What this task involves: Please give the material again from its first line through the line with "Return the mask", putting "border" in place of "frame" and leaving everything else unchanged.

※

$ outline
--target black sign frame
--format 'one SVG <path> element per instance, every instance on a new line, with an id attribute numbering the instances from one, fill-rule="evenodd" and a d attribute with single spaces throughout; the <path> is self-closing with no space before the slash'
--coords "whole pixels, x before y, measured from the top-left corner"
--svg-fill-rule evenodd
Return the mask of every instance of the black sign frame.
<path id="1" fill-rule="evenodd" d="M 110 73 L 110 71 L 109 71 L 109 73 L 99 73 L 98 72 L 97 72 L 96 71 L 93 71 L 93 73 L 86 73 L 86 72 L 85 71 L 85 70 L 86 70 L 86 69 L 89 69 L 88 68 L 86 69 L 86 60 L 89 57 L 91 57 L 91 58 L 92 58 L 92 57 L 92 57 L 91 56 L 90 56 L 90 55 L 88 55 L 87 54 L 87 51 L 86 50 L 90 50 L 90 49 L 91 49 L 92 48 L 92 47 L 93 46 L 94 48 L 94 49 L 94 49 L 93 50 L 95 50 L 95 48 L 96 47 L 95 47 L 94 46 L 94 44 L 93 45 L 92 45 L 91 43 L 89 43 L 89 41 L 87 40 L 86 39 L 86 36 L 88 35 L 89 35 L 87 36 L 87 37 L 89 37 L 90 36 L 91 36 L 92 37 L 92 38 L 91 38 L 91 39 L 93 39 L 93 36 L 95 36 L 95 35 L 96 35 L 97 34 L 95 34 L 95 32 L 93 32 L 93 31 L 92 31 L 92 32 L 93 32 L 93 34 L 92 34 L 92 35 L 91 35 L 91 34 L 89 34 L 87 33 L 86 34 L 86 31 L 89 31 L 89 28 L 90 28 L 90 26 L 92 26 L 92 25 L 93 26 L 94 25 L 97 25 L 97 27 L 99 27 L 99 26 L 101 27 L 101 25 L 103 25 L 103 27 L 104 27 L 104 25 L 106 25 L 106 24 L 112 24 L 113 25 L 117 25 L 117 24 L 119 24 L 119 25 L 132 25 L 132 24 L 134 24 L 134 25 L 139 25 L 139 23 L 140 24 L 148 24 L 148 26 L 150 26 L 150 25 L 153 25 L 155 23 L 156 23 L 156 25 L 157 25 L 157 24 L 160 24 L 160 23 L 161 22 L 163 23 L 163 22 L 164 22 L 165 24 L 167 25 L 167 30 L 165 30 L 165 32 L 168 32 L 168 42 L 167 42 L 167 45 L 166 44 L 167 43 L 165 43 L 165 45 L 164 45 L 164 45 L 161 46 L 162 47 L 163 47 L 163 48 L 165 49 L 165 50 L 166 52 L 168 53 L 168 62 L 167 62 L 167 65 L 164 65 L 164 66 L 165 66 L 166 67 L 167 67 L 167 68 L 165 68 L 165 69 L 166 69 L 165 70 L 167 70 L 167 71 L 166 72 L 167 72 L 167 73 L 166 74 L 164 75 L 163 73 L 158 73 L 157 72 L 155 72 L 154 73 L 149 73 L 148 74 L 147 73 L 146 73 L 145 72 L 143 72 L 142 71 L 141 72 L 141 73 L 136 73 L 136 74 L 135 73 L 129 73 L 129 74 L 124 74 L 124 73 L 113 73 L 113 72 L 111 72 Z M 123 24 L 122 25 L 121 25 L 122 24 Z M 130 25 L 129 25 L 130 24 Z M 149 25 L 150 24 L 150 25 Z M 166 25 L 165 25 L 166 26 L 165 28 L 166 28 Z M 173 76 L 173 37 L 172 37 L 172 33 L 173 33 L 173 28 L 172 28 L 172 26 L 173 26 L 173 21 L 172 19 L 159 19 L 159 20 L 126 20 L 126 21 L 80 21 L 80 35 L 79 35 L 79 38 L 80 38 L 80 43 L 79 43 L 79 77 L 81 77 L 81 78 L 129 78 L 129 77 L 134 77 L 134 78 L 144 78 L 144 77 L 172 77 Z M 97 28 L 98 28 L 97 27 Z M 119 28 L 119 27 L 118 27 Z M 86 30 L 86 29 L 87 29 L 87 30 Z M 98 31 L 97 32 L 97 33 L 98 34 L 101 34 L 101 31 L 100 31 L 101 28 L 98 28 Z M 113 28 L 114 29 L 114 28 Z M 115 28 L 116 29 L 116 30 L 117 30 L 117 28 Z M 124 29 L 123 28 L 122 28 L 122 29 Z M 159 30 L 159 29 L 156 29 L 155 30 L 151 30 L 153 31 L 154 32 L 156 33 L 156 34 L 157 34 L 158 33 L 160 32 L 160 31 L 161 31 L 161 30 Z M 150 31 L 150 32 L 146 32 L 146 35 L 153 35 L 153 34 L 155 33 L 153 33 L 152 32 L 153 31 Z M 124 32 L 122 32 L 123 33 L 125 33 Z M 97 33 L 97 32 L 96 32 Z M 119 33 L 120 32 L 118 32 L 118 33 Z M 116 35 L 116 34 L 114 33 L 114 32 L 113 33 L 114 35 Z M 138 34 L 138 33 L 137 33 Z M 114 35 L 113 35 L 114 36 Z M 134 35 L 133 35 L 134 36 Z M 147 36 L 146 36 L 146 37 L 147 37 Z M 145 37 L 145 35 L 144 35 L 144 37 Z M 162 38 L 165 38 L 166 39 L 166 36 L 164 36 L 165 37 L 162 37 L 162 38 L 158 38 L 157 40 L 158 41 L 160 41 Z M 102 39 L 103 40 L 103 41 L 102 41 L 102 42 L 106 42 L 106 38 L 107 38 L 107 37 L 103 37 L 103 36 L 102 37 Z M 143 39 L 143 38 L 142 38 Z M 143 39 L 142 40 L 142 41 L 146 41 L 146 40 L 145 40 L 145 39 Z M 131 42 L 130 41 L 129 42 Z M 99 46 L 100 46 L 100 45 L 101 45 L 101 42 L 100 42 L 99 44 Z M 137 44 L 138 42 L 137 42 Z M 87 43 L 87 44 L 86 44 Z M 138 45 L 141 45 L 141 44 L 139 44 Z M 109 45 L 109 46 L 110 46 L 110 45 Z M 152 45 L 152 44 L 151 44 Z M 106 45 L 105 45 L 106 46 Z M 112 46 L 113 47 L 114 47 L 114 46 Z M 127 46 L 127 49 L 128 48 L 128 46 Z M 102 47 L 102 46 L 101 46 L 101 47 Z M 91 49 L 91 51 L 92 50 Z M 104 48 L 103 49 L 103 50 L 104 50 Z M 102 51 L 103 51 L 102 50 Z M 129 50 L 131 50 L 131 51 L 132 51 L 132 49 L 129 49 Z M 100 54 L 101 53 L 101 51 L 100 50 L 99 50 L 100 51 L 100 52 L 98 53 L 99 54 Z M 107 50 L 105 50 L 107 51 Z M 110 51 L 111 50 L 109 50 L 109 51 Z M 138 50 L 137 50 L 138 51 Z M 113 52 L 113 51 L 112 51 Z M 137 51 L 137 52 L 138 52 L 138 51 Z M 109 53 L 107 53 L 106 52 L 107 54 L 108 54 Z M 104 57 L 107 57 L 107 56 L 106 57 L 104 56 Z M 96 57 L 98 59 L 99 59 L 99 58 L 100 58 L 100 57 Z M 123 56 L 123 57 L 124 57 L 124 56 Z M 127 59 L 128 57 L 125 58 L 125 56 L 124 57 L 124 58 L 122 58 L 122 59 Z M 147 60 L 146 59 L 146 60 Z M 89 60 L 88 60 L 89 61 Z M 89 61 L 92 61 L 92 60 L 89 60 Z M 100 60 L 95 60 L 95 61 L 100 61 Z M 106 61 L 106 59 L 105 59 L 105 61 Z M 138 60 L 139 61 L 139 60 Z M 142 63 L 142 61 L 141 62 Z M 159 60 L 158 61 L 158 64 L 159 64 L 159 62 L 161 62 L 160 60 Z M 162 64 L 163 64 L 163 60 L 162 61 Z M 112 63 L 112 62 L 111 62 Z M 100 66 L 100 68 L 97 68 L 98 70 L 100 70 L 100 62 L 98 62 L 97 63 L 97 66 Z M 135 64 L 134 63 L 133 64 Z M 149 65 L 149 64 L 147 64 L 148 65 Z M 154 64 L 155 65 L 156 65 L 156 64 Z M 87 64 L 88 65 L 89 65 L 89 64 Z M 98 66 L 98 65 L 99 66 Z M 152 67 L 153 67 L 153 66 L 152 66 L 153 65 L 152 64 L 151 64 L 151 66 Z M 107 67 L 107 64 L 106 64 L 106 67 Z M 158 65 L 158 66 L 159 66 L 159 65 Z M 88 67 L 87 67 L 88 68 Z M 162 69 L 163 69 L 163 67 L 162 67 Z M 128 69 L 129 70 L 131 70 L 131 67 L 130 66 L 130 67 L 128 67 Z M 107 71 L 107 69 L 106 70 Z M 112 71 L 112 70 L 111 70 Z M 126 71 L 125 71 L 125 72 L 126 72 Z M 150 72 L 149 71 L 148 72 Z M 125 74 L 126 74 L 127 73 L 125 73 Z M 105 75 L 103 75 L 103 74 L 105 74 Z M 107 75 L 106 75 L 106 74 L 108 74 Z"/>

※

Correct response:
$ outline
--target black sign border
--format 'one SVG <path> element per instance, every instance on a new line, with an id attribute numbering the instances from one, fill-rule="evenodd" and a d attribute with single spaces throughout; the <path> is self-closing with no space before the slash'
--coords "whole pixels, x before y, measured from the top-left corner"
--svg-fill-rule evenodd
Return the mask of every instance of the black sign border.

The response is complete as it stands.